In an all-exposing report, Keeper Security has uncovered the UK's password hygiene secrets, highlighting that half the respondents surveyed had been hacked at least once. The report explores shocking insights about the loss of sensitive information, along with millions of pounds being hacked and stolen from British consumers' digital wallets and accounts.

Despite the growing awareness of hacking, Brits are ignoring basic password hygiene, unwittingly offering up information to hackers and scammers, leading to breaches of personal information and loss of funds. On average, Brits have £295 stolen, per cyberattack, as a result.

Would you rather?

In a dichotomy of what Brits would rather do compared to losing all their passwords, the report also reveals that respondents would rather not have access to TV for a week (23%), be stood up on a date (22%) or even get a root canal (12%), demonstrating the real concern for secure password protection.

Beware of hacking hotspots

The report revealed that across the country, there are particular areas highlighted as ‘hacking hotspots'. In Cardiff, 23% of respondents have experienced some form of hacking, followed closely by those in Birmingham and Leeds (both 18%), compared to the UK average of 14.9%. As widespread concern of being hacked continues to sweep the UK, consumers must take the appropriate steps to improve their digital security with stricter password hygiene.

_ _ _ _

Given problem 1 –
Answer these questions using the password report:
(a) On average, how much money do Brits have stolen per cyberattack?
(b) What percentage of respondents would rather get a root canal than lose all their passwords?
(c) Which city had the highest share of respondents who have experienced some form of hacking, and what was that share?
Given problem 2 –
Rewrite the stretch of the password report from "In an all-exposing" through "Would you rather?", putting "Britons" in place of "Brits".
Given problem 3 –
Write the next part of the password hygiene report, starting after its last sentence.

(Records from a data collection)
_ _ _ _

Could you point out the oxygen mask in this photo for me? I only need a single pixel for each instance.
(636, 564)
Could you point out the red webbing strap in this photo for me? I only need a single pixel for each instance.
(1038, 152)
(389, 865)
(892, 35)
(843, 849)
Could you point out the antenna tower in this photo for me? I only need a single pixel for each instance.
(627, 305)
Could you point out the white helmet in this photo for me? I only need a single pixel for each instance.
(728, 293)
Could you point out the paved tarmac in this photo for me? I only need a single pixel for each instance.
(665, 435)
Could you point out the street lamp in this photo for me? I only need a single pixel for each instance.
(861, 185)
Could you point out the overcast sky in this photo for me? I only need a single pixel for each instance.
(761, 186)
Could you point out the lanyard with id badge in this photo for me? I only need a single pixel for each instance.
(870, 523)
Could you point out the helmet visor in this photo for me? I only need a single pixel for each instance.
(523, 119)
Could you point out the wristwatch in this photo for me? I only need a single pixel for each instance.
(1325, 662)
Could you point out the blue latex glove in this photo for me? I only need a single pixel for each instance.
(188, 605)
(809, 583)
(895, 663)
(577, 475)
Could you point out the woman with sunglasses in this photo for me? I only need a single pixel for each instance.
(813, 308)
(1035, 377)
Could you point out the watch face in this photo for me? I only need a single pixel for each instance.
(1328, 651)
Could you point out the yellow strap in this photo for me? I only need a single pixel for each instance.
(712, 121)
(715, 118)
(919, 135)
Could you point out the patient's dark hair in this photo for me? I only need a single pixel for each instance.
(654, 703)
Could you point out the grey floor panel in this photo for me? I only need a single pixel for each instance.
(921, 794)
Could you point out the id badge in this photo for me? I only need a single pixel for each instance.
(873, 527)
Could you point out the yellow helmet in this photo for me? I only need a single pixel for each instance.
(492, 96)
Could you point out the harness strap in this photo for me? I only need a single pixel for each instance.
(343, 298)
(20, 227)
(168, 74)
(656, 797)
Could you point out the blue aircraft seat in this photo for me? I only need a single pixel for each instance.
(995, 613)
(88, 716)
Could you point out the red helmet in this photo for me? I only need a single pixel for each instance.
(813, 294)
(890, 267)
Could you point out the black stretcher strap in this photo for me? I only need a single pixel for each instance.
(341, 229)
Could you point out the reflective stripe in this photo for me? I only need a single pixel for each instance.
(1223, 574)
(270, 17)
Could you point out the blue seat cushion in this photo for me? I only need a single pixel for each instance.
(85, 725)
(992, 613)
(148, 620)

_ _ _ _

Task output 1 –
(a) £295
(b) 12%
(c) Cardiff, at 23%

Task output 2 –
In an all-exposing report, Keeper Security has uncovered the UK's password hygiene secrets, highlighting that half the respondents surveyed had been hacked at least once. The report explores shocking insights about the loss of sensitive information, along with millions of pounds being hacked and stolen from British consumers' digital wallets and accounts.

Despite the growing awareness of hacking, Britons are ignoring basic password hygiene, unwittingly offering up information to hackers and scammers, leading to breaches of personal information and loss of funds. On average, Britons have £295 stolen, per cyberattack, as a result.

Would you rather?

Task output 3 –
Employing basic password hygiene

Even though many smartphones and computers notify users of data breaches, with prompts to change weak or ineffective passwords, Brits are ignoring these direct pleas for more secure solutions. Across the UK, 15% of people say they go about their daily lives knowing their passwords are compromised! With only 1 in 10 (10%) respondents changing their password every 3 to 5 months, the numbers of accounts hackers can infiltrate, and the personal information they may get, could lead to irreparable harm.

However, regularly changing passwords is not the only concern, with Brits showing a complete lack of security judgement when creating passwords. As a nation of animal lovers, pets names came out on top of cryptic concepts, with users' birth dates closely following. But with pets' names and birthday reminders plastered across social media profiles, this leads to the question of whether UK consumers are making it far too easy for hackers to gain access with such simple password configurations.

Cracking passwords

Considering the number of accounts and logins used on a daily basis, it's also no surprise that nearly half (49%) of UK respondents use the same password for multiple sites or apps! This highlights the importance of proper password protection, as once the code is cracked for one account's password, this grants widespread access to other accounts and even more sensitive information.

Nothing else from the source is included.